• Stored items:
────────────────────────────────────────

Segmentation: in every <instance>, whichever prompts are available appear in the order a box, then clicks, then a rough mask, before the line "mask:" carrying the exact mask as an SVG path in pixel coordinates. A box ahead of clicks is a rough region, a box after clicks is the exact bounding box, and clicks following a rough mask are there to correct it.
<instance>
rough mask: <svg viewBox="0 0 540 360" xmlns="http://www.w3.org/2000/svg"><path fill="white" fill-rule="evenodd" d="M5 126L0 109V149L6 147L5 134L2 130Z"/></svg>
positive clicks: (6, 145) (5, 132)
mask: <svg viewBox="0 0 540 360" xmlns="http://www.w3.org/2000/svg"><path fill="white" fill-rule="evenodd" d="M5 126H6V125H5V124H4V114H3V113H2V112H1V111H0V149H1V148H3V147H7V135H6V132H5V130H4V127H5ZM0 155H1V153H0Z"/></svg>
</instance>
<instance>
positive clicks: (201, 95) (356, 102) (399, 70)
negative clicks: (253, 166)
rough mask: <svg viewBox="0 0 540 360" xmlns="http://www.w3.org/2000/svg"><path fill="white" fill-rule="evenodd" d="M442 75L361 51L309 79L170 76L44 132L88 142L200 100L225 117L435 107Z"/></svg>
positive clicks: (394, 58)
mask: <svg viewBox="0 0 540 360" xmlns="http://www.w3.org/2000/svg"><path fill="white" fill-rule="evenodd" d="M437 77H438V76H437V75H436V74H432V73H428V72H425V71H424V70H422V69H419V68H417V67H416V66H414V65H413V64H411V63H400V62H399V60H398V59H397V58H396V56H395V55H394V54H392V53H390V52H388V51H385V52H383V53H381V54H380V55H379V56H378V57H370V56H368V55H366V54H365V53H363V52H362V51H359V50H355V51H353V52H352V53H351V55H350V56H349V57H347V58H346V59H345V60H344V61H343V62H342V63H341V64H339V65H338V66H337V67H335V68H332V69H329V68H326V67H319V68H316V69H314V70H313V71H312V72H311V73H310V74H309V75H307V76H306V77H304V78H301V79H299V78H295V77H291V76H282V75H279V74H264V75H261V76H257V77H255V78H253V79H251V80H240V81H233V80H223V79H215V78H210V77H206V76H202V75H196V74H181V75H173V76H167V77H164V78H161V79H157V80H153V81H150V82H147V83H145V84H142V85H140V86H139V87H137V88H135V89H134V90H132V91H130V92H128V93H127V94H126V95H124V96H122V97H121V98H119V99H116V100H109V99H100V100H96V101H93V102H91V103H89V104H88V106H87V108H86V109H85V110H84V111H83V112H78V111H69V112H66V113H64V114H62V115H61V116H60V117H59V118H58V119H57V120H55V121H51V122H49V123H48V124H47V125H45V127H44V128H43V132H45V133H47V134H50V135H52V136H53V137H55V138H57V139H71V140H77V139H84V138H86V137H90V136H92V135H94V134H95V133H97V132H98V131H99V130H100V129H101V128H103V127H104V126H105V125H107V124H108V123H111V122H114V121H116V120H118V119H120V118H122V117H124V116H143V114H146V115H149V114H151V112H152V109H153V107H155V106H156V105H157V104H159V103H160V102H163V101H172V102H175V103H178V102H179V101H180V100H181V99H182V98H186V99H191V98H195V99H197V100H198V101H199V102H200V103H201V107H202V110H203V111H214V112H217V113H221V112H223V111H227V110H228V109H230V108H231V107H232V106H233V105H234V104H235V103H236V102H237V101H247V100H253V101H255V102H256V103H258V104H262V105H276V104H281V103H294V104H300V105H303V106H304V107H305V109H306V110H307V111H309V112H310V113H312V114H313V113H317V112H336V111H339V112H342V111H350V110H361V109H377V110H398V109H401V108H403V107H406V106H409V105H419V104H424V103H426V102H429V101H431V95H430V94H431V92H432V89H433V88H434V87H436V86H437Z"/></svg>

────────────────────────────────────────

• Task brief: An exact copy of every record is required.

• Answer for the task:
Segmentation: in every <instance>, whichever prompts are available appear in the order a box, then clicks, then a rough mask, before the line "mask:" carrying the exact mask as an SVG path in pixel coordinates. A box ahead of clicks is a rough region, a box after clicks is the exact bounding box, and clicks following a rough mask are there to correct it.
<instance>
rough mask: <svg viewBox="0 0 540 360" xmlns="http://www.w3.org/2000/svg"><path fill="white" fill-rule="evenodd" d="M5 126L0 109V149L6 147L5 134L2 130Z"/></svg>
positive clicks: (6, 145) (5, 132)
mask: <svg viewBox="0 0 540 360" xmlns="http://www.w3.org/2000/svg"><path fill="white" fill-rule="evenodd" d="M5 126H6V125H5V124H4V114H3V113H2V112H1V111H0V149H1V148H3V147H7V135H6V132H5V130H4V127H5ZM0 155H1V153H0Z"/></svg>
</instance>
<instance>
positive clicks: (201, 95) (356, 102) (399, 70)
negative clicks: (253, 166)
rough mask: <svg viewBox="0 0 540 360" xmlns="http://www.w3.org/2000/svg"><path fill="white" fill-rule="evenodd" d="M442 75L361 51L309 79L170 76L44 132L88 142L200 100L225 117L435 107Z"/></svg>
positive clicks: (394, 58)
mask: <svg viewBox="0 0 540 360" xmlns="http://www.w3.org/2000/svg"><path fill="white" fill-rule="evenodd" d="M437 77H438V76H437V75H436V74H432V73H428V72H425V71H424V70H422V69H419V68H417V67H416V66H414V65H413V64H411V63H400V62H399V60H398V59H397V58H396V56H395V55H394V54H392V53H390V52H388V51H385V52H383V53H381V54H380V55H379V56H378V57H370V56H368V55H366V54H365V53H363V52H362V51H359V50H355V51H353V52H352V53H351V55H350V56H349V57H347V58H346V59H345V60H344V61H343V62H342V63H341V64H339V65H338V66H337V67H335V68H332V69H329V68H326V67H319V68H316V69H314V70H313V71H312V72H311V73H310V74H309V75H307V76H306V77H304V78H301V79H299V78H295V77H291V76H282V75H279V74H264V75H261V76H257V77H255V78H253V79H251V80H240V81H233V80H223V79H215V78H210V77H206V76H202V75H196V74H181V75H173V76H167V77H164V78H161V79H157V80H153V81H150V82H147V83H145V84H142V85H140V86H139V87H137V88H135V89H134V90H132V91H130V92H128V93H127V94H126V95H124V96H122V97H121V98H119V99H116V100H109V99H100V100H96V101H93V102H91V103H89V104H88V106H87V108H86V109H85V110H84V111H83V112H78V111H69V112H66V113H64V114H62V115H61V116H60V117H59V118H58V119H57V120H55V121H51V122H49V123H48V124H47V125H45V127H44V128H43V132H45V133H47V134H50V135H52V136H53V137H55V138H57V139H71V140H77V139H84V138H86V137H90V136H92V135H94V134H95V133H97V132H98V131H99V130H100V129H101V128H103V127H104V126H105V125H107V124H108V123H111V122H114V121H116V120H118V119H120V118H122V117H124V116H143V114H146V115H149V114H151V112H152V109H153V107H155V106H156V105H157V104H159V103H160V102H163V101H172V102H175V103H178V102H179V101H180V100H181V99H182V98H186V99H191V98H195V99H197V100H198V101H199V102H200V103H201V107H202V110H203V111H214V112H217V113H221V112H223V111H227V110H228V109H230V108H231V107H232V106H233V105H234V104H235V103H236V102H237V101H247V100H253V101H255V102H256V103H258V104H262V105H276V104H281V103H294V104H300V105H303V106H304V107H305V109H306V110H307V111H309V112H310V113H312V114H313V113H317V112H336V111H339V112H342V111H350V110H361V109H377V110H398V109H401V108H403V107H406V106H409V105H419V104H424V103H426V102H429V101H431V95H430V94H431V92H432V89H433V88H434V87H436V86H437Z"/></svg>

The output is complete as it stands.